Passage provided –
★ ★ ★ ★
Saturday, 15 September 2012

Must we really accept a 1-in-20 false positive rate in science?

There has been some very interesting and extremely important discussion recently addressing a fundamental problem in science: can we believe what we read?

After a spate of high-profile cases of scientific misdemeanours and outright fraud (see Alok Jha's piece in the Guardian), people are rightly looking for solutions to restore credibility to the scientific process [e.g., see Chris Chambers and Petroc Sumner's Guardian response here].

These include more transparency (especially pre-registering experiments), encouraging replication, promoting the dissemination of null effects, shifting career rewards from new findings (neophilia) to genuine discoveries, abolishing the cult of impact factors, etc. All these are important ideas, and many are more or less feasible to implement, especially with the right top-down influence. However, it seems to me that one of the most basic problems is staring us right in the face, and would require absolutely no structural change to correct. The fix is as simple as re-drawing a line in the sand.

Critical p-value: line in the sand

Probability estimates are inherently continuous, yet we typically divide our observations into two classes: significant (i.e., true, real, bona fide, etc) and non-significant (i.e., the rest). This reduces the mental burden of assessing experimental results - all we need to know is whether an effect is real, i.e., passes a statistical threshold. And so there are conventions, the most widely used being p<.05. If our statistical test falls below a probability of 5% chance level, we may assert that our conclusion is justified. Ideally, this threshold ensures that our inference is correct with at least 95% certainty. But turn this around, and it also means that at worst, the assertion could be wrong (i.e., false positive) one time in twenty (about the same odds as being awarded a research grant in the current climate). That already seems pretty high odds for accepting false positive claims in science. But worse, this is also only the ideal theoretical case. There are many dubious scientific practices that dramatically inflate the false discovery rate, such as cherry picking and peeking during data collection (see here).
★ ★ ★ ★
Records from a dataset
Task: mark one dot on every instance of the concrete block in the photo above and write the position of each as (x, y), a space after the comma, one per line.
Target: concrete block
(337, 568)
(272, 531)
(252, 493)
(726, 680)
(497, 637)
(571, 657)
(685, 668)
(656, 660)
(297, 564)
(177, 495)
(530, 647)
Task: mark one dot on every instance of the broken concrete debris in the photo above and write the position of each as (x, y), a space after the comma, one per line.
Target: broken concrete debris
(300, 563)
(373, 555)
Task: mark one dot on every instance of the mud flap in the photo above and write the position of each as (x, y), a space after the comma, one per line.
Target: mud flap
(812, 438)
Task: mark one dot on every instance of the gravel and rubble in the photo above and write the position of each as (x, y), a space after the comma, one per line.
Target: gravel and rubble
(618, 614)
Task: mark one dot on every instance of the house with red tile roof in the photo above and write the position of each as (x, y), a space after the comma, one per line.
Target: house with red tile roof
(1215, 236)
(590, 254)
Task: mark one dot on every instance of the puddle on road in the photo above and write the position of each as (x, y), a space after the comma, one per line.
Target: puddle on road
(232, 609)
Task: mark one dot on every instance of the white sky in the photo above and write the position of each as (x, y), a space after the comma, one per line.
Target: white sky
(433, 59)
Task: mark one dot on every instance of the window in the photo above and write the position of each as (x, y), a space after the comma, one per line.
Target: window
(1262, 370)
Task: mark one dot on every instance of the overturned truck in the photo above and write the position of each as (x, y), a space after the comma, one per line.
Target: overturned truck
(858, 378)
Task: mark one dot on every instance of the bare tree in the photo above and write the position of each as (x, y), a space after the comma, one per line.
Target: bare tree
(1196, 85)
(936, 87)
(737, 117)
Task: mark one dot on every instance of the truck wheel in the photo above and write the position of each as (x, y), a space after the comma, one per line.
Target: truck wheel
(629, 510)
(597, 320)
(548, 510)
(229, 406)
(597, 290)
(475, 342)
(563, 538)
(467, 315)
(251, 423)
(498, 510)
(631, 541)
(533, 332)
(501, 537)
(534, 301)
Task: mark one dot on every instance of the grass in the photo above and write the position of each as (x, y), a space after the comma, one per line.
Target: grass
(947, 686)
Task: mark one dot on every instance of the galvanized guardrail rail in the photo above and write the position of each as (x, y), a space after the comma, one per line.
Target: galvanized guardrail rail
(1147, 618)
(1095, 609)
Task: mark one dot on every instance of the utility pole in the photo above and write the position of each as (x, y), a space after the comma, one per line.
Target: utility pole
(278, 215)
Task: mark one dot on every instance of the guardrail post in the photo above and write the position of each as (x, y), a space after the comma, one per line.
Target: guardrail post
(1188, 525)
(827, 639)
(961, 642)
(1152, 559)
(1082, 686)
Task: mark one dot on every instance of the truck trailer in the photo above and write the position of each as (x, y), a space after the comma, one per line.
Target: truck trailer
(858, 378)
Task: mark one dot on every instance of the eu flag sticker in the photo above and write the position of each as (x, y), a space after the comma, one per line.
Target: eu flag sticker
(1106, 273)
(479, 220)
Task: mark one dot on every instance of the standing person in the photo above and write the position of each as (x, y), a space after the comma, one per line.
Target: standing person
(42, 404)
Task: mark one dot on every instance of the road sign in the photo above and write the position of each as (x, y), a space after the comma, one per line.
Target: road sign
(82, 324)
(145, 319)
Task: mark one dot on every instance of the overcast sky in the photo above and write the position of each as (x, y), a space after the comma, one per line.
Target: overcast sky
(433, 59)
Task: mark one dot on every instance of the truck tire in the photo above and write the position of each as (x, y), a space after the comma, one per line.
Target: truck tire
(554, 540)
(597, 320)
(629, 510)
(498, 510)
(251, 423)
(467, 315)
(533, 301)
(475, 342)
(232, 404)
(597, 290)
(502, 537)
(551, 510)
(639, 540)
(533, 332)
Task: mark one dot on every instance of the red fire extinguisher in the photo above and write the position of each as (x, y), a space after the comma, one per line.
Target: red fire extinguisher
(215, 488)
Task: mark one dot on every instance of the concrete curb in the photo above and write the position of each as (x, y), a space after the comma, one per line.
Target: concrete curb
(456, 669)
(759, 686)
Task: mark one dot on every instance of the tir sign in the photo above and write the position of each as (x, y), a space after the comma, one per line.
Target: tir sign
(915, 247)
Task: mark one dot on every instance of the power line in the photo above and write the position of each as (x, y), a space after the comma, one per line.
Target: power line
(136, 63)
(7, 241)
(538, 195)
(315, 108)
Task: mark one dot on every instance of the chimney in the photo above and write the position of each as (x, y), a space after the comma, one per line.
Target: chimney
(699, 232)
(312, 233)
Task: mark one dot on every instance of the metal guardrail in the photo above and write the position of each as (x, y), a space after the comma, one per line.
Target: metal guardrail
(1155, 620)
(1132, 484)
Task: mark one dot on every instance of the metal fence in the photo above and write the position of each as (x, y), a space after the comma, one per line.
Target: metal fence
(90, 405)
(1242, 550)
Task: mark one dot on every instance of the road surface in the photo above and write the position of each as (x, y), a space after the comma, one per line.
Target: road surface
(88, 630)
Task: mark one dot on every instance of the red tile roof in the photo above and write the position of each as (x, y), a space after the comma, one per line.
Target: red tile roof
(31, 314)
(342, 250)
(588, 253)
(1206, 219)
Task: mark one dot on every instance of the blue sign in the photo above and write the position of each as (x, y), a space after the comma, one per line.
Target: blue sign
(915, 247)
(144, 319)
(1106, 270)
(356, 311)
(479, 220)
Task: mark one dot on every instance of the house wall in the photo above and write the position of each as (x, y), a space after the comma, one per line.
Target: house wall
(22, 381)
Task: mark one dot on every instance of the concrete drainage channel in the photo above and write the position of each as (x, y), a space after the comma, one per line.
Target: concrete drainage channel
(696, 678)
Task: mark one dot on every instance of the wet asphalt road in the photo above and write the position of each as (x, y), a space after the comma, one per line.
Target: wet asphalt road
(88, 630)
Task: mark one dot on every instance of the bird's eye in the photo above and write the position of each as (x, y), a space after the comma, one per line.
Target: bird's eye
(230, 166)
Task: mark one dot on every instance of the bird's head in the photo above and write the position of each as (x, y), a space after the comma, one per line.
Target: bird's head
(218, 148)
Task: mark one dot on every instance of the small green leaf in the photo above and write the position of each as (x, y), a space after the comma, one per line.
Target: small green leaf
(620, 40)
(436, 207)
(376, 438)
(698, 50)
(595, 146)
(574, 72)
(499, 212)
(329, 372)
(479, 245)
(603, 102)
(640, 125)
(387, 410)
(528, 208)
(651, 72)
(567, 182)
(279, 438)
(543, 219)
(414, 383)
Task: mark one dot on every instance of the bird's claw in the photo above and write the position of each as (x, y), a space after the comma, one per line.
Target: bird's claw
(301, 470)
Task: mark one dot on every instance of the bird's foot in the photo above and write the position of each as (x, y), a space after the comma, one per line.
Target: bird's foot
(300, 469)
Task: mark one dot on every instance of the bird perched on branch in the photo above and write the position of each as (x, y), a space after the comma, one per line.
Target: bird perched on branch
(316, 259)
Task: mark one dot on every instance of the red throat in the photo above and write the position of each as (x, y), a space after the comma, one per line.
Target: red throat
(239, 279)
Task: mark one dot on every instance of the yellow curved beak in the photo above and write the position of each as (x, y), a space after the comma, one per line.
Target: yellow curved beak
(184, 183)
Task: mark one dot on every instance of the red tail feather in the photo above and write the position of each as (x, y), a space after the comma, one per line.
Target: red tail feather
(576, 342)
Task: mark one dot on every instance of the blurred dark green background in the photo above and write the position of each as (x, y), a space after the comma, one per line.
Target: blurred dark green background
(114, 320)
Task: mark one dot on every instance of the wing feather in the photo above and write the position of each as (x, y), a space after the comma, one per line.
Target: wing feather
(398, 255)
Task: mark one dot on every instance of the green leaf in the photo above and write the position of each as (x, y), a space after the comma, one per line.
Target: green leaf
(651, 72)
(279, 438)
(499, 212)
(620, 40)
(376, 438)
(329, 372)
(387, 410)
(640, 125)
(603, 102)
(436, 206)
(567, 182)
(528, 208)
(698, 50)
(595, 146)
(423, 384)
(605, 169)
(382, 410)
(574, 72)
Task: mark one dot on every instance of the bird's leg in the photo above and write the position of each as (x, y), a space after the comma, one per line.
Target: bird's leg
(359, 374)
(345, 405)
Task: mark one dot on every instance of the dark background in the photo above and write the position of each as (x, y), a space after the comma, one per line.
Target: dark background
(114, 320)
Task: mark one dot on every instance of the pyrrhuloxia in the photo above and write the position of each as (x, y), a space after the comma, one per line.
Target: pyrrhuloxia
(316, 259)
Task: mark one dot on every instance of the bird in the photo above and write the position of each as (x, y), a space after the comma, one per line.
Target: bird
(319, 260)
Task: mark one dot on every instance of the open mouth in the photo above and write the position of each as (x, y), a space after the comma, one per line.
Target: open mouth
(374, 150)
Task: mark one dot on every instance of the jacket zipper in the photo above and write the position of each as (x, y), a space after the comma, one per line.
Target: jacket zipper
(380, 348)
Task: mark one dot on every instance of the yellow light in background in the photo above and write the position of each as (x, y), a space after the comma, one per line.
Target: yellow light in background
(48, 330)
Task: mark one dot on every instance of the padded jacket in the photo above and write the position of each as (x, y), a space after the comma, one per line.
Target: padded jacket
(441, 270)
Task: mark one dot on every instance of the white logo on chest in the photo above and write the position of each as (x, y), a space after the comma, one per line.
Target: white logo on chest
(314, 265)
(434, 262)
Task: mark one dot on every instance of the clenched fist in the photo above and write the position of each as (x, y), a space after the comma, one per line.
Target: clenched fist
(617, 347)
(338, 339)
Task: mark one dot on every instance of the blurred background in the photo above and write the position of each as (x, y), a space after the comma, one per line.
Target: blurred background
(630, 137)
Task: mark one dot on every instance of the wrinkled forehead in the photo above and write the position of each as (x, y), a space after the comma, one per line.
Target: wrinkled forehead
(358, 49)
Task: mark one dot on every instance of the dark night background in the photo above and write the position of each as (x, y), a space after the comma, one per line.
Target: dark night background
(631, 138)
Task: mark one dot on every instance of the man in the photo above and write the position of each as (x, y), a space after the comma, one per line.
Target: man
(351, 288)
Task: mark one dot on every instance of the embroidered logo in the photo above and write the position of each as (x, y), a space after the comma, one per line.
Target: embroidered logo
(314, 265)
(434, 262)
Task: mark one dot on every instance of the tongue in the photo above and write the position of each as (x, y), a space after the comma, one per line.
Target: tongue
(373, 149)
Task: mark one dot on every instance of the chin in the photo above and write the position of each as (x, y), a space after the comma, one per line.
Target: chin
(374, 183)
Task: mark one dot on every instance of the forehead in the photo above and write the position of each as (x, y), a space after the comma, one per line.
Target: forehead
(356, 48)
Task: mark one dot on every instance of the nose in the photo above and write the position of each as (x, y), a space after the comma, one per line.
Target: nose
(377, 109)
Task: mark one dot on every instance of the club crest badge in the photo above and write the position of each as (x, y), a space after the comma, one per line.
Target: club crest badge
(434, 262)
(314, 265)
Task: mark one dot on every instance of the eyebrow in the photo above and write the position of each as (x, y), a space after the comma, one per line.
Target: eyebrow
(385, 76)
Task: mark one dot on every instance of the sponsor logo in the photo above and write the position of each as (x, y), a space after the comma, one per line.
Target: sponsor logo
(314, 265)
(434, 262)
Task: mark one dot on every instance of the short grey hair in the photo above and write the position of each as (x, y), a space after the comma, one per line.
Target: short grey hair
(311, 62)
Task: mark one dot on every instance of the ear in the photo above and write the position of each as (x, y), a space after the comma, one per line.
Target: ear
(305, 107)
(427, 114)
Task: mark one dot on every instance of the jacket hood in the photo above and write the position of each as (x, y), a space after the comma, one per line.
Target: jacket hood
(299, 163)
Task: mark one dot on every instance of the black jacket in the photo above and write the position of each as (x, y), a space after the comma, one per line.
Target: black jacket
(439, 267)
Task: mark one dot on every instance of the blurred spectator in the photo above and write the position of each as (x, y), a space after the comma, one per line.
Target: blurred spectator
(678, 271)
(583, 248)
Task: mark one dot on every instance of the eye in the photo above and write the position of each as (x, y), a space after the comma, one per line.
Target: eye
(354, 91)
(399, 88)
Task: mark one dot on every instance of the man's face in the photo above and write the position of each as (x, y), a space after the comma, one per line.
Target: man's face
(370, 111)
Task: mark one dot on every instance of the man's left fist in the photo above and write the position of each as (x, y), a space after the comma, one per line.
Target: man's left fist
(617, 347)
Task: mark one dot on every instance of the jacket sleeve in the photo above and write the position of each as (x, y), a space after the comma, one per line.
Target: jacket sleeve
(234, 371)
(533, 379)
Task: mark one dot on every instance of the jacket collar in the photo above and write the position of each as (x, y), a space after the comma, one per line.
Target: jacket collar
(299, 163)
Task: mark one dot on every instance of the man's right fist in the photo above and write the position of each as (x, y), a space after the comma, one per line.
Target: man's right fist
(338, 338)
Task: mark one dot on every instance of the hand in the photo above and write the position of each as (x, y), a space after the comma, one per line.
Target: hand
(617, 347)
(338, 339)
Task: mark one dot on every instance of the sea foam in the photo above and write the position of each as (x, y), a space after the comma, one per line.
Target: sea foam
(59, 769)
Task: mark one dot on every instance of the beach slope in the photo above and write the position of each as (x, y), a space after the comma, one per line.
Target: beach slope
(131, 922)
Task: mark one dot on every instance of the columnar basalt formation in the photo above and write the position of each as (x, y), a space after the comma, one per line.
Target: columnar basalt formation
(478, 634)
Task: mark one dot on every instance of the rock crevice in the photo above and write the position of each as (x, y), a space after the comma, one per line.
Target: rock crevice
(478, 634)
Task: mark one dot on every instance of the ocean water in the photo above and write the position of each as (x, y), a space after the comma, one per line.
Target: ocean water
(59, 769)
★ ★ ★ ★
What this exercise asks –
A - Answer these questions using the blog post on false positive rates in science:
(i) Whose response in the Guardian does the post cite?
(ii) What is the most widely used statistical threshold convention?
(iii) What two dubious practices does the post name as inflating the false discovery rate?
B - Identify every line in the records that contains the word "chest".

Answers for the tasks –
A -
(i) Chris Chambers and Petroc Sumner
(ii) p<.05
(iii) Cherry picking and peeking during data collection

B -
Task: mark one dot on every instance of the white logo on chest in the photo above and write the position of each as (x, y), a space after the comma, one per line.
Target: white logo on chest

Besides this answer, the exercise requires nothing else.